* [Tareas requeridas]:
[1] Responde estas preguntas según el texto sobre la agricultura urbana:
(a) ¿En qué año se inició la dictadura militar mencionada?
(b) ¿Qué programa se presenta como la experiencia de mayor relevancia popular?
(c) ¿Qué se señala como el marco internacional para este despliegue?
[2] Actualiza el pasaje del texto sobre la agricultura urbana que comienza en "El movimiento impulsado" y continúa hasta "que se pregonan.", sustituyendo "pequeños espacios urbanos" por "huertas familiares".
[3] Reescribe como lista el párrafo del texto sobre la agricultura urbana que empieza con "Una de las cuestiones que despierta más interés". Conserva sus datos principales.

* [Fragmento fuente]:
____________________

Por Pablo Ermini (Investigador/ Extensionista en INTA)

El movimiento impulsado en gran parte del mundo respecto de la promoción del cultivo de pequeños espacios urbanos para la autosuficiencia alimentaria es ampliamente conocido. También lo es la producción científica que ha intentado caracterizar y compartimentar la diversidad de formas que pueden asumir estos espacios y los resultados de estas experiencias en relación con los beneficios que se pregonan.

En la producción científica y técnica procedente de miradas optimistas, se cuentan historias de las antiguas ciudades que se proveían de lo necesario con el trabajo de la tierra que ocupaban. Incluso, movimientos del urbanismo, que no tienen un interés puntual en tratar el tema de la agricultura en la ciudad, exponen toda una serie de mantras entusiastas bajo la figura de quienes rememoran esas escenas urbanas en sus obras. Mucho de ese contenido se ha incorporado al discurso dominante de circulación internacional.


En Argentina, al final del primer gobierno democrático, luego de la dictadura militar iniciada en 1976, ya se sentía madurar, en el territorio, una afluencia de fuerzas similares a lo que había significado, para América Latina, el programa Alianza para el Progreso.


Con la exacerbación de las políticas neoliberales a inicios de 1990, en el país, se extendió toda una serie de políticas de urgencia alimentaria para asistencia en el marco de la crisis causada por el ajuste económico que culminó con articulaciones entre el Estado Nacional y los gobiernos locales.


La experiencia de mayor relevancia popular fue el reconocido Programa PROHUERTA que se desarrolló durante un extenso periodo y, de manera alternada, se le destinaron fondos del Estado Nacional.

Se trató de un paquete de medidas de amplio apoyo popular. Esa tradición finalizó con la presidencia de Javier Milei y su partido liberal libertario, a partir de un supuesto cambio radical en las propuestas políticas, pero acelerando e intensificando las estrategias biopolíticas en su más cruel versión hasta ahora conocida.

Una de las cuestiones que despierta más interés en examinar, es el proceso entre bambalinas que antecedió a tanta popularidad de los programas como el PROHUERTA. Una de las particularidades de los análisis más vigentes es la escasa visibilidad de la acción concreta de toda una serie de intervenciones no gubernamentales para lograr afianzar, de manera gradual, el convencimiento de que se trataba de una práctica que lograría la emancipación de las familias al asistencialismo del Estado. Sin embargo, no se corresponde a una genialidad o ocurrencia política que se puso en marcha de manera espontánea a través de una aglomeración de buenas intenciones. El marco internacional para este despliegue fue el Consenso de Washington.

____________________

* [Datos extraídos]:
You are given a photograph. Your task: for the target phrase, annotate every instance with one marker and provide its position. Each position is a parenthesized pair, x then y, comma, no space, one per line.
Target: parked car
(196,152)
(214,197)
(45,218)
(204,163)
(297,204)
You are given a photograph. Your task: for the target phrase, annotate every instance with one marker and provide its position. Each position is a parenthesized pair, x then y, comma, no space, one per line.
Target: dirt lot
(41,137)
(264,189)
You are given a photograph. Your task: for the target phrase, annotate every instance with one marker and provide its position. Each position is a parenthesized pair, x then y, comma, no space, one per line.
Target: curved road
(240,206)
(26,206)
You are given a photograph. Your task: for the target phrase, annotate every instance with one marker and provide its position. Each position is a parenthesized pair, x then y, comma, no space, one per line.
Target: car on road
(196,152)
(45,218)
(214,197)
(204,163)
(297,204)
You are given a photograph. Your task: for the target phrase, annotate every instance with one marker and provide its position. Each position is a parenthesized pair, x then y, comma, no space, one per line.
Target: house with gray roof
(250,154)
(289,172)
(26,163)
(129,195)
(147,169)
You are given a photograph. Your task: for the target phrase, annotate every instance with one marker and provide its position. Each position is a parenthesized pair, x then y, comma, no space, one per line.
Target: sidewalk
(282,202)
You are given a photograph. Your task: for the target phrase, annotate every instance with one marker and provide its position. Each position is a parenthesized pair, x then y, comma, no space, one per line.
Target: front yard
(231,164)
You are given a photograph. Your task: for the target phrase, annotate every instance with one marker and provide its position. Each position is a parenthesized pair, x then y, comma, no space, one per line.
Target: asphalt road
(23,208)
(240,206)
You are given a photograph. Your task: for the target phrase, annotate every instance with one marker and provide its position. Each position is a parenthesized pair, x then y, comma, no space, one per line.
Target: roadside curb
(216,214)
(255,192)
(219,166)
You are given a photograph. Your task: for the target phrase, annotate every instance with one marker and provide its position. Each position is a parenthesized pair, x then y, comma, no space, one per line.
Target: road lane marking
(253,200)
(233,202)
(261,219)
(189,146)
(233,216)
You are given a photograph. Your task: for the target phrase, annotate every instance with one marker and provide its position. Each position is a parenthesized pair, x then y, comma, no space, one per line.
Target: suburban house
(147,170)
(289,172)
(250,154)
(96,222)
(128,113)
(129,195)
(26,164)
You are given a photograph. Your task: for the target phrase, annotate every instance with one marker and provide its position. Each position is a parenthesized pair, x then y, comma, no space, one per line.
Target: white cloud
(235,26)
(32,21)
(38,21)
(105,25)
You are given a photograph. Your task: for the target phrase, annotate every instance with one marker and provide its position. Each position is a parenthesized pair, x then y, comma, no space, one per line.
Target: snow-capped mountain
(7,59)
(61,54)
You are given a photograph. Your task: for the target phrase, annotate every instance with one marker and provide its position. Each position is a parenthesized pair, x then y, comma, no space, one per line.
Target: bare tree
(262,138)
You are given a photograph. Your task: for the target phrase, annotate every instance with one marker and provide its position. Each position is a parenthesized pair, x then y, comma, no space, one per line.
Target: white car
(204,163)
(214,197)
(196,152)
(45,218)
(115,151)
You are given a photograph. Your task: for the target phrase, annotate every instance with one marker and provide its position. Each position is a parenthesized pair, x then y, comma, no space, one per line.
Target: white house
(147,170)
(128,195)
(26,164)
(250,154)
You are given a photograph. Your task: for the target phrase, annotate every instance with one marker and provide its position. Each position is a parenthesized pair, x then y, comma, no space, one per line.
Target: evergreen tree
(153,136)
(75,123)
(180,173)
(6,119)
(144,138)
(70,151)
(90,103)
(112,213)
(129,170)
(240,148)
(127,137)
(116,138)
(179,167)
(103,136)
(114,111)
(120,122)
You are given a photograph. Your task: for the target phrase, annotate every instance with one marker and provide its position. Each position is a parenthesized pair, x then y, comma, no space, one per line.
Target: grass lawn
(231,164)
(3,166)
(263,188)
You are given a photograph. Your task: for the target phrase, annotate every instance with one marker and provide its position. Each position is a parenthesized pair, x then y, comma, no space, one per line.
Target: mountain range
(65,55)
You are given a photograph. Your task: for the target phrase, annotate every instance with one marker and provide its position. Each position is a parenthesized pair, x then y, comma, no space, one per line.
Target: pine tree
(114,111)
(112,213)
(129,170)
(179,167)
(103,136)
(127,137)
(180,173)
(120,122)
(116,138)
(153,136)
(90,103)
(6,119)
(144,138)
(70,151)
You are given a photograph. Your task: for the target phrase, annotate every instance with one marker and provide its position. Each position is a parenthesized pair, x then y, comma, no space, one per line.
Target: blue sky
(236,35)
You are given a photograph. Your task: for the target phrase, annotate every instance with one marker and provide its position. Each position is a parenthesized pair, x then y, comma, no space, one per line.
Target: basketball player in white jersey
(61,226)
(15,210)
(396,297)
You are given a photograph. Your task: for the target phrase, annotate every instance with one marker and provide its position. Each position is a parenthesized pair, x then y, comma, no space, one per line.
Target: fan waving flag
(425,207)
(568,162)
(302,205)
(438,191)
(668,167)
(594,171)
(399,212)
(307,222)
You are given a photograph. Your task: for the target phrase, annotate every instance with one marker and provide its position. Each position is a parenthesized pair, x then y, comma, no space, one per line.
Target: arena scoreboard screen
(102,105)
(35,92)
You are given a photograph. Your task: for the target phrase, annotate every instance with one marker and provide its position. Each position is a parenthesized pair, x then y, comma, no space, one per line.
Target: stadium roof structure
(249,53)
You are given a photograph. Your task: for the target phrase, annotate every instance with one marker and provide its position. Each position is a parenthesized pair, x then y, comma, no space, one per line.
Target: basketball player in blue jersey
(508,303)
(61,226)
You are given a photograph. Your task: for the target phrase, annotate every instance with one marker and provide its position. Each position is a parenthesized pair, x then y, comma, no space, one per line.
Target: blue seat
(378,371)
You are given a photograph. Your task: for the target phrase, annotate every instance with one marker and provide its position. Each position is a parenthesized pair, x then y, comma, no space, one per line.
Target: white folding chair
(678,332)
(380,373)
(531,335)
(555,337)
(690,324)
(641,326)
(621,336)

____________________

* [Respuestas en orden]:
[1]
(a) En 1976.
(b) El Programa PROHUERTA.
(c) El Consenso de Washington.

[2]
El movimiento impulsado en gran parte del mundo respecto de la promoción del cultivo de huertas familiares para la autosuficiencia alimentaria es ampliamente conocido. También lo es la producción científica que ha intentado caracterizar y compartimentar la diversidad de formas que pueden asumir estos espacios y los resultados de estas experiencias en relación con los beneficios que se pregonan.

[3]
- Interesa examinar el proceso entre bambalinas que antecedió a la popularidad de programas como el PROHUERTA.
- Los análisis más vigentes muestran poco la acción concreta de una serie de intervenciones no gubernamentales.
- Esas intervenciones buscaron afianzar gradualmente el convencimiento de que la práctica emanciparía a las familias del asistencialismo del Estado.
- No fue una ocurrencia política espontánea surgida de buenas intenciones.
- Su marco internacional fue el Consenso de Washington.